## Written instruction
Please collect every line in the listing below that contains the string "graffiti" and copy each of those lines in full.

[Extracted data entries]
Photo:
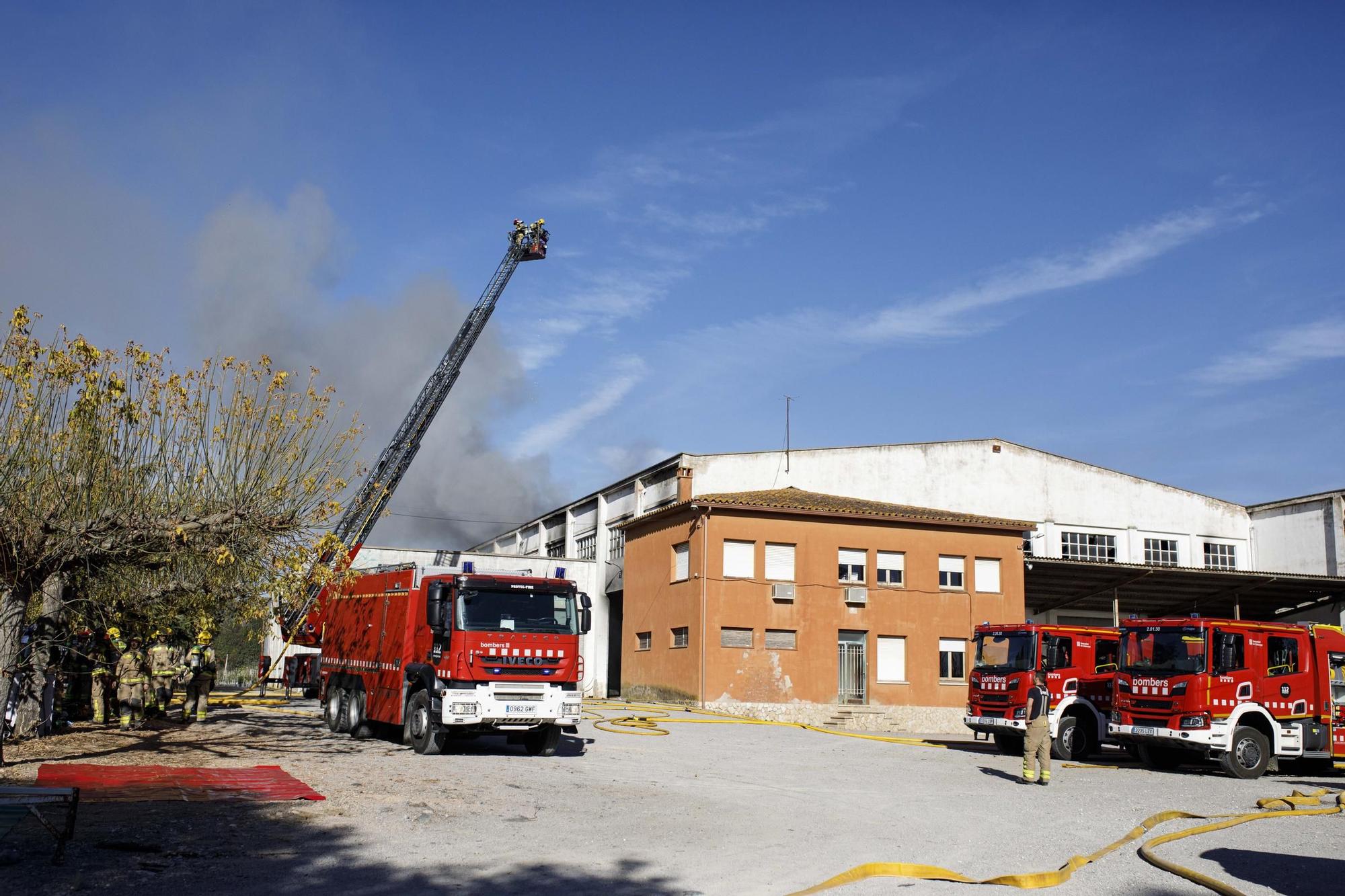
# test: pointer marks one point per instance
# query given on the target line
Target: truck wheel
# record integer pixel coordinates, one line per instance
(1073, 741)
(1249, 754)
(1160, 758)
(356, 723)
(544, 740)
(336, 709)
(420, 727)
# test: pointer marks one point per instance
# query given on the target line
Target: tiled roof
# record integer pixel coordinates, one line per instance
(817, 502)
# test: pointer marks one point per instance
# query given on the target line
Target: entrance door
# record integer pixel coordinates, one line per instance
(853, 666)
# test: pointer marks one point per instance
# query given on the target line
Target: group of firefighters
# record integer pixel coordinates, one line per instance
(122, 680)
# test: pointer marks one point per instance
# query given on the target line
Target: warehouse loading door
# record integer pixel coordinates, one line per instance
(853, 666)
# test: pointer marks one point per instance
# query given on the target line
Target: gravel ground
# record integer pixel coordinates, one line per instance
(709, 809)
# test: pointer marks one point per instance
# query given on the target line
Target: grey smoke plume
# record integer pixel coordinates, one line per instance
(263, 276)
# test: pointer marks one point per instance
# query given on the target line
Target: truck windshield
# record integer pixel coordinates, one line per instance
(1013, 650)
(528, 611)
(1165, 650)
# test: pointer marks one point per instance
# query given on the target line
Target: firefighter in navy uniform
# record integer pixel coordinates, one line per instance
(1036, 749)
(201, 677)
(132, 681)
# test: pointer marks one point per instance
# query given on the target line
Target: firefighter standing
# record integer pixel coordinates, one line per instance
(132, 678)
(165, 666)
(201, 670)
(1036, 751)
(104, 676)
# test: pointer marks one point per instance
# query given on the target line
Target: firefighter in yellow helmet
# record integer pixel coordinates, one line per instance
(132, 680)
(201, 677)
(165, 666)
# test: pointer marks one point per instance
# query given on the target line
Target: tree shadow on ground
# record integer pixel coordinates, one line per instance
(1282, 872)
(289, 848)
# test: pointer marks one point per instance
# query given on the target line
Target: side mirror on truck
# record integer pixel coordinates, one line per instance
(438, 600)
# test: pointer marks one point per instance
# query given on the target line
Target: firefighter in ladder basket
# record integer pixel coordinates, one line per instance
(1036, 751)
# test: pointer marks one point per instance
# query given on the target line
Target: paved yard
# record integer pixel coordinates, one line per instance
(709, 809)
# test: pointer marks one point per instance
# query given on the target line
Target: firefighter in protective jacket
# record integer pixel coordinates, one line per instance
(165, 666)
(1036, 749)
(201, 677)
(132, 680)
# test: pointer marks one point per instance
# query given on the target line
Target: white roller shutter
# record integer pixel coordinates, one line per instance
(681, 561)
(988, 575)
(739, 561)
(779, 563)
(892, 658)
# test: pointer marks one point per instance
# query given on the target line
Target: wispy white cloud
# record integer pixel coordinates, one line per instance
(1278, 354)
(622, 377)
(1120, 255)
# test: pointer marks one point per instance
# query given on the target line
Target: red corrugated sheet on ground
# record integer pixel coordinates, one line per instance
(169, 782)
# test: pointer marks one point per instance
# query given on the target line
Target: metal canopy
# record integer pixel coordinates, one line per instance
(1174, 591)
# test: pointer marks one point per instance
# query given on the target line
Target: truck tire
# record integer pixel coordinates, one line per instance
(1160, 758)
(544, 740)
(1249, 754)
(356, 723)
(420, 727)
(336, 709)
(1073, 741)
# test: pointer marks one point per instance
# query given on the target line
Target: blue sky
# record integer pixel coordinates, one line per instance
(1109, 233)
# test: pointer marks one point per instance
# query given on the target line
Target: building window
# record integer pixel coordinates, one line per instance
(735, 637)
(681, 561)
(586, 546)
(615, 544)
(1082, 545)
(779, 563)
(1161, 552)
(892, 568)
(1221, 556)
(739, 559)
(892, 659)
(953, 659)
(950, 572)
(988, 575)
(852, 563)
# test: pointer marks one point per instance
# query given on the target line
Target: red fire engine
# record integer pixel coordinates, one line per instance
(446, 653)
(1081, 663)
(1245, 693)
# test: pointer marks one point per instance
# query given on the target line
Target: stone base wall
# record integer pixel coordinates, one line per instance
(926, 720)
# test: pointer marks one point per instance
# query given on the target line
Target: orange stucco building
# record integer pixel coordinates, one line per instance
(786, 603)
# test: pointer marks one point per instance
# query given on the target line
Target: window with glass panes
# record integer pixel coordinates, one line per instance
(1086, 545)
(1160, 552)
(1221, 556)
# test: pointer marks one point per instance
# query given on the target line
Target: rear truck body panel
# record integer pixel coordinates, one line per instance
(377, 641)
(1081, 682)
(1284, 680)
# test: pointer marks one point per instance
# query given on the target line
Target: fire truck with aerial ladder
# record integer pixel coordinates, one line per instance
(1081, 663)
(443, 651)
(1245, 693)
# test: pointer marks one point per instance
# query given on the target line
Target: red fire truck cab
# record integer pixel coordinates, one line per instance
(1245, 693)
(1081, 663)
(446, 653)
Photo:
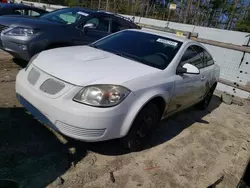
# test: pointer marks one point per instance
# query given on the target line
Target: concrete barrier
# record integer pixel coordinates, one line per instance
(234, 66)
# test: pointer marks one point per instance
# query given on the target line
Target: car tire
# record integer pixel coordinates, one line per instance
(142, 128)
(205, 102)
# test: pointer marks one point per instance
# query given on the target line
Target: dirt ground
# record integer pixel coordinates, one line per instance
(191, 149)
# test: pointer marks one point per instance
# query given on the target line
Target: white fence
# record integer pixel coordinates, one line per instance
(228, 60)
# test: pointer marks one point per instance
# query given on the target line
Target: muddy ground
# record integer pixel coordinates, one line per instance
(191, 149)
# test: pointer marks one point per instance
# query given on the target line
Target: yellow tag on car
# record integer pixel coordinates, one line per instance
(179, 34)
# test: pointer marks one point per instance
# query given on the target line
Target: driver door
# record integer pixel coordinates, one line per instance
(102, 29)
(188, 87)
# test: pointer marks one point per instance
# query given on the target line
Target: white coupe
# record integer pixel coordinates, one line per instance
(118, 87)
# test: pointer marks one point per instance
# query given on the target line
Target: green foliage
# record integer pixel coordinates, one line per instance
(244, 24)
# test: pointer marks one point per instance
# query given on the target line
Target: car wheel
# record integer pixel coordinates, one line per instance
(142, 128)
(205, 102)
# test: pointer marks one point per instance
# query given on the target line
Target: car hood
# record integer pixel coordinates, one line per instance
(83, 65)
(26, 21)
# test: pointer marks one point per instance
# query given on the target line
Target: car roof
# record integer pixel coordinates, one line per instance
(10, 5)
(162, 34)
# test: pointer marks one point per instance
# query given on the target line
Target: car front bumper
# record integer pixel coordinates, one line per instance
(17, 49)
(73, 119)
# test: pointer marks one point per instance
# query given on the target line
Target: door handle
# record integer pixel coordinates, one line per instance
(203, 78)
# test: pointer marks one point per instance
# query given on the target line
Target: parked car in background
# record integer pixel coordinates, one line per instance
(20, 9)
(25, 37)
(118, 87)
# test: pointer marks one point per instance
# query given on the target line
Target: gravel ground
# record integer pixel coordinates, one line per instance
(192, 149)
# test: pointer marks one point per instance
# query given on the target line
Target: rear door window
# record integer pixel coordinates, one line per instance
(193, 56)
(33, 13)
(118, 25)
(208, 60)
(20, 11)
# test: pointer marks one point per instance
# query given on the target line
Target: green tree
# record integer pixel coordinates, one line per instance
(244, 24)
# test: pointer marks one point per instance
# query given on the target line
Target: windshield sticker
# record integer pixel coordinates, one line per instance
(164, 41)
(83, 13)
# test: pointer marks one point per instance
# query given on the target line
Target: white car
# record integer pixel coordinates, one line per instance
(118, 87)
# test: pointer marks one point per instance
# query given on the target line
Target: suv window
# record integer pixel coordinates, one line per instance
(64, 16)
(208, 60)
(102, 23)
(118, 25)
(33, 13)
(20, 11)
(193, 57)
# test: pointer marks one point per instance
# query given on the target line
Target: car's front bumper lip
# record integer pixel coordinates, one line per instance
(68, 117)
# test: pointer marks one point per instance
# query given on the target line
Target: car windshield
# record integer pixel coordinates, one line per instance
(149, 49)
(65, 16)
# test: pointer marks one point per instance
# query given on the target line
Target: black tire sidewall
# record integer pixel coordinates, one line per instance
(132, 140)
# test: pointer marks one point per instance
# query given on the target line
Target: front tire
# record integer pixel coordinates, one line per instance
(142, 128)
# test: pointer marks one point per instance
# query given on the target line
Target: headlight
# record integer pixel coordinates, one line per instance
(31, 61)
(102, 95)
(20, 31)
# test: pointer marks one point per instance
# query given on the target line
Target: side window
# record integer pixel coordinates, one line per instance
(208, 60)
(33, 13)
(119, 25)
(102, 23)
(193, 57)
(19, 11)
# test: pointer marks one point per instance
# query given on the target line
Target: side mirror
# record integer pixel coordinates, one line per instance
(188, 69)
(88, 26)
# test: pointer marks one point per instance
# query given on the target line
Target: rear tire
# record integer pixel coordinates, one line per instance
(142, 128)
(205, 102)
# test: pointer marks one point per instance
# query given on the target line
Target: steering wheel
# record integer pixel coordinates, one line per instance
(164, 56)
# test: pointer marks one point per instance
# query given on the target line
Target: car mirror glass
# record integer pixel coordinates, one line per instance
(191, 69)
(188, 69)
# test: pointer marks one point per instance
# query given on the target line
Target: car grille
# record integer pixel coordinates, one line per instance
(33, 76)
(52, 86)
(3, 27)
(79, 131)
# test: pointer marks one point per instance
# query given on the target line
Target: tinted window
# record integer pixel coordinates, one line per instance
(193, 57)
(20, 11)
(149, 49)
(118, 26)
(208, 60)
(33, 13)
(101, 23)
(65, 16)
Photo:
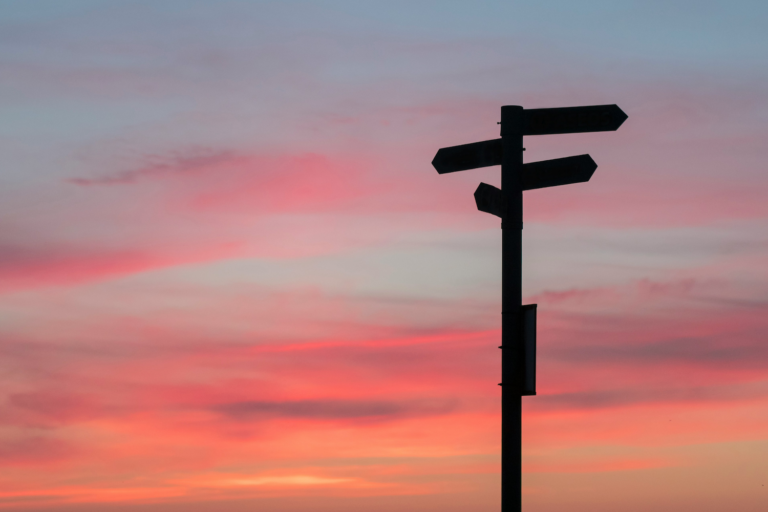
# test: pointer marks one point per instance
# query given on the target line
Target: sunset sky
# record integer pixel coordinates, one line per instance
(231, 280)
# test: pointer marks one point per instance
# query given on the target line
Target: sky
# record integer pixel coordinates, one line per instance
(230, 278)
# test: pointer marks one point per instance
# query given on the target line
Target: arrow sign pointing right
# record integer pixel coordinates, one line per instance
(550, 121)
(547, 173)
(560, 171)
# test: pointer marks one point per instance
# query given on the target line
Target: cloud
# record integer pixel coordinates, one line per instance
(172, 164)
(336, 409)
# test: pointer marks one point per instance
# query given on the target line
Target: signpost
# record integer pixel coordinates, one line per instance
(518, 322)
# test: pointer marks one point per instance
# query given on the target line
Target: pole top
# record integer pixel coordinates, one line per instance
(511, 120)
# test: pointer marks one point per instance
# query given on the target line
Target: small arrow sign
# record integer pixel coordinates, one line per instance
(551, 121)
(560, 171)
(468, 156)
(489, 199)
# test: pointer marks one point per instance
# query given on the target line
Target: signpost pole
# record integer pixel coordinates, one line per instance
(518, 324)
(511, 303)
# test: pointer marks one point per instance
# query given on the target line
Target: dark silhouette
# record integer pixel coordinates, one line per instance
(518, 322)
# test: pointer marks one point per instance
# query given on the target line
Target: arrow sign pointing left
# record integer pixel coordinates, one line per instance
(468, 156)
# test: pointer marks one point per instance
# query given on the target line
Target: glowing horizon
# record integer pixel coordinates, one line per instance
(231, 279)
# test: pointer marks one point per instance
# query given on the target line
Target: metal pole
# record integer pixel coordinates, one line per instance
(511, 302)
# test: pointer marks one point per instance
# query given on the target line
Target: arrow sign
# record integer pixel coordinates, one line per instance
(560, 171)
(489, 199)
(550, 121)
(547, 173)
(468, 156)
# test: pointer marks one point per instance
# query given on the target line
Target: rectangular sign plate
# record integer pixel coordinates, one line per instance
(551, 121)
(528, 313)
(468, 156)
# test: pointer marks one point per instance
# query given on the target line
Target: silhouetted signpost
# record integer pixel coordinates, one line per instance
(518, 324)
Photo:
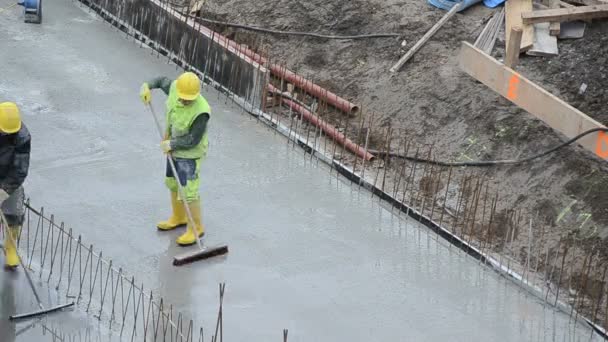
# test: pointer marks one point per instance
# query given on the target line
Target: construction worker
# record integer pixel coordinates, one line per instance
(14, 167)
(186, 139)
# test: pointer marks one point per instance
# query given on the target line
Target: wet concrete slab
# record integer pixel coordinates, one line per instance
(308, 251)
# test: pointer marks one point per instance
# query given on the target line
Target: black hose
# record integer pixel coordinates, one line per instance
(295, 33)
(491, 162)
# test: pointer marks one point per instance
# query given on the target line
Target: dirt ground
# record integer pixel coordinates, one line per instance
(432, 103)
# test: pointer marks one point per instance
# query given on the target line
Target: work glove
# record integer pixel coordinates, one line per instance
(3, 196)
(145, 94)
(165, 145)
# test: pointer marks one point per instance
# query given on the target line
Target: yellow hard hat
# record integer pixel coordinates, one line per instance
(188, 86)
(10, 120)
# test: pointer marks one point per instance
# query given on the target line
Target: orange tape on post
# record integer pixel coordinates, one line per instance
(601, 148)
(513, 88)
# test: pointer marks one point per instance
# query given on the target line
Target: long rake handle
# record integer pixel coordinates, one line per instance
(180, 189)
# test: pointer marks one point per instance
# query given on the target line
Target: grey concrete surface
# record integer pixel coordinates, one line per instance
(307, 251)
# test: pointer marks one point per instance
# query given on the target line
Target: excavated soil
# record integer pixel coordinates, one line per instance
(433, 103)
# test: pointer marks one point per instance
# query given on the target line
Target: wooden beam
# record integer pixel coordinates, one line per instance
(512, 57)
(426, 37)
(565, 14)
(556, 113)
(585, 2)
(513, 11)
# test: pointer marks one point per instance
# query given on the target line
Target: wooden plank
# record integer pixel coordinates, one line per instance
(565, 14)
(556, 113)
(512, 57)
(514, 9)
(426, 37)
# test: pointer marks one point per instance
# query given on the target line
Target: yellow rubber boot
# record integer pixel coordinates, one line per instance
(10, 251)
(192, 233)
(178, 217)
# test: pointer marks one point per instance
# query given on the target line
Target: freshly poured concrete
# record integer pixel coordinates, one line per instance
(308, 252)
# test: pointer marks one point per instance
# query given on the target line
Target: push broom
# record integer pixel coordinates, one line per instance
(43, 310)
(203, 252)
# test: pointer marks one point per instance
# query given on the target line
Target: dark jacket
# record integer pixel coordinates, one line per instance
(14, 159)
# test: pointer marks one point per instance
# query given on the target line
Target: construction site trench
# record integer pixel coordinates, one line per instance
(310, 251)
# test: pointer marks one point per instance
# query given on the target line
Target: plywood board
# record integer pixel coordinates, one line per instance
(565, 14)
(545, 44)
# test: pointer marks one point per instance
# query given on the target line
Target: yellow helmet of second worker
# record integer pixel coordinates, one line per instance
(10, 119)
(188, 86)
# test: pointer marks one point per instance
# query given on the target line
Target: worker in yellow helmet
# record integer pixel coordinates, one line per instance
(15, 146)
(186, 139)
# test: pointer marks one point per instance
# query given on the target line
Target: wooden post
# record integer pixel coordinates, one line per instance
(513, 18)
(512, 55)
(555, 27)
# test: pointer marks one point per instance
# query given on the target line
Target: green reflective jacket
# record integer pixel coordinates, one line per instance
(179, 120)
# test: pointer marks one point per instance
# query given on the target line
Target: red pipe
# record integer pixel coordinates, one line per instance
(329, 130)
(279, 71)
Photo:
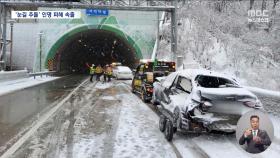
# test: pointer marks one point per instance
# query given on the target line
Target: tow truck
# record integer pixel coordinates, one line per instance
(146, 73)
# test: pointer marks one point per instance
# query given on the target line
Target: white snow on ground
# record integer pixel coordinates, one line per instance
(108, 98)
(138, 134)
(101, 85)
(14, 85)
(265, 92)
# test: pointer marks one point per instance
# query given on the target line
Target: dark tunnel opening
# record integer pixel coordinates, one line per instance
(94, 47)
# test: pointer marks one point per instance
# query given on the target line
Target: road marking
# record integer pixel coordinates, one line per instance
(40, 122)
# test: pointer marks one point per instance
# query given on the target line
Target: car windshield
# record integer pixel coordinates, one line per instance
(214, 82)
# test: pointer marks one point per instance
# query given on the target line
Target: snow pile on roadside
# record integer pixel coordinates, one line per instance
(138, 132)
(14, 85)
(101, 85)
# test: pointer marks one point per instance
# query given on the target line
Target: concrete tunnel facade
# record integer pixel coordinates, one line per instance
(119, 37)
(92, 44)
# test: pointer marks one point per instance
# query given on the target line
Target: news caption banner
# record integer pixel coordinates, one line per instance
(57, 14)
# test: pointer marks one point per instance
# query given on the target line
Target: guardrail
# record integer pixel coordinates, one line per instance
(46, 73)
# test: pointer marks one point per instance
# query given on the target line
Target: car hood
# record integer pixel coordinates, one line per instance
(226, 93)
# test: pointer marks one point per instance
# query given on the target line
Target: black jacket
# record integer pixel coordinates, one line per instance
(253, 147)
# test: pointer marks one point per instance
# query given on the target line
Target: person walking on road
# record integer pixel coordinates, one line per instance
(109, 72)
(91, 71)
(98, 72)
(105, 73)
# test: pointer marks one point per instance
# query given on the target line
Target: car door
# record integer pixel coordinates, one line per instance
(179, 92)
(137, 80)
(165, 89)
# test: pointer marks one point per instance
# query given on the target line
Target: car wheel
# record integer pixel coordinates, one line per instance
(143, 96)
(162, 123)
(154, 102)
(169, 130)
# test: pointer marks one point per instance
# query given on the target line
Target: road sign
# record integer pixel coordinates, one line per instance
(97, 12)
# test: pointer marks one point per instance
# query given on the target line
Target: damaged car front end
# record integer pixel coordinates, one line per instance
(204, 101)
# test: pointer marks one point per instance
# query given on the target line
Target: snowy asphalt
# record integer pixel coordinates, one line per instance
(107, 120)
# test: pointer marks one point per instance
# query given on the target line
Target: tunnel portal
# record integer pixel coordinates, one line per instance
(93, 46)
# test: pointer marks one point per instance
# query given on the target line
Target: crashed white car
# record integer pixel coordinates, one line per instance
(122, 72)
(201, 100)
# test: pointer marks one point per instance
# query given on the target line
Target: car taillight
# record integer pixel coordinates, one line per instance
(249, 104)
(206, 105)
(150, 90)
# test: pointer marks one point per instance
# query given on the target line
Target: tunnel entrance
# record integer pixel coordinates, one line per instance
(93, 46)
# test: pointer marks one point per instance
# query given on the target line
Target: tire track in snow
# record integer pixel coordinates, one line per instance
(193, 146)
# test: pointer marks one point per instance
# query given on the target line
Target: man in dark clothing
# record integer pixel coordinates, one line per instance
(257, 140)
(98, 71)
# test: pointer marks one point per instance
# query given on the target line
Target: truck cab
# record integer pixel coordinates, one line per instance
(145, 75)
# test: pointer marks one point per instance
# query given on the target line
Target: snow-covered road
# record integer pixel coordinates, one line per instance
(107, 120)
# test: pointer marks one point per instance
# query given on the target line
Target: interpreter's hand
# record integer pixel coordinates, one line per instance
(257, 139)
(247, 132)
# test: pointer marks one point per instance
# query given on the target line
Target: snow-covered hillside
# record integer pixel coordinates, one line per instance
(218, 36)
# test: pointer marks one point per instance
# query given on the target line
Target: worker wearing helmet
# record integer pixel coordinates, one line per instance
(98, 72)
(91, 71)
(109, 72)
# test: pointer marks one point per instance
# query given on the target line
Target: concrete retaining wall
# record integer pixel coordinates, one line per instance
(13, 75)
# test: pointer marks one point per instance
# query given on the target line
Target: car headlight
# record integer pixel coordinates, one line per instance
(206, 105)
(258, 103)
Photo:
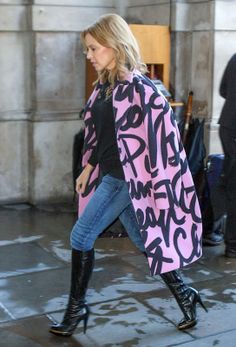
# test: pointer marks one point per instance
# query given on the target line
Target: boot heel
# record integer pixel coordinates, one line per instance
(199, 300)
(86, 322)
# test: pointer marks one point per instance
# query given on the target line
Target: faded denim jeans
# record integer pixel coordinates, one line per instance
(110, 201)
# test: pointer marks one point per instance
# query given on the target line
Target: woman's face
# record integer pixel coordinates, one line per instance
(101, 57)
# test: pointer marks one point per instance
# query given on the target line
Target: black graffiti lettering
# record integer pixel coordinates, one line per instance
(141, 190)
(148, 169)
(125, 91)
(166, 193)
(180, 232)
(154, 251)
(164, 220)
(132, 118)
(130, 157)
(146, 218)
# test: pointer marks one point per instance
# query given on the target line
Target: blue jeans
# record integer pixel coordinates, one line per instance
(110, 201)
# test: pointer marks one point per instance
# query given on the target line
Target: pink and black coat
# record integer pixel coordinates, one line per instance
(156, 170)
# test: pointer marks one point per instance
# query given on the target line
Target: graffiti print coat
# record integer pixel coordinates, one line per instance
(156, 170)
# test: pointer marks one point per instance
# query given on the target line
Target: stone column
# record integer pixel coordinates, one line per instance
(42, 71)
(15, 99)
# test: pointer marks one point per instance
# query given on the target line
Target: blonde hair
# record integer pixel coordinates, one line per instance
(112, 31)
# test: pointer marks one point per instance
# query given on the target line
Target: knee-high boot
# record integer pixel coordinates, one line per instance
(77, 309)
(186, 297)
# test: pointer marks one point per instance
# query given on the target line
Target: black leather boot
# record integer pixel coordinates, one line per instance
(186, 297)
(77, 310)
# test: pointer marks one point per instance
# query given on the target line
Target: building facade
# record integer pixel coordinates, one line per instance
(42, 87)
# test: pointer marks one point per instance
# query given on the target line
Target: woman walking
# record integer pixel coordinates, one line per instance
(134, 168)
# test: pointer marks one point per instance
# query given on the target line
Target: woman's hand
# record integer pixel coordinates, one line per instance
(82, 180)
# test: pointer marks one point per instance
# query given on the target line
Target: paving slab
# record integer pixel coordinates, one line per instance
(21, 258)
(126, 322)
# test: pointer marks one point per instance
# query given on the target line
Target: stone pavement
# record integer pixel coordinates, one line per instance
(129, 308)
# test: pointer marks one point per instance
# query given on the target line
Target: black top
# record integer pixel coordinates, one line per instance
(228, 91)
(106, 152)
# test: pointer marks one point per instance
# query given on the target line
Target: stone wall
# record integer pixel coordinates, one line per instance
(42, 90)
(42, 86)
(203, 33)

## The completed task
Target: black graffiti lettering
Target: graffiti print coat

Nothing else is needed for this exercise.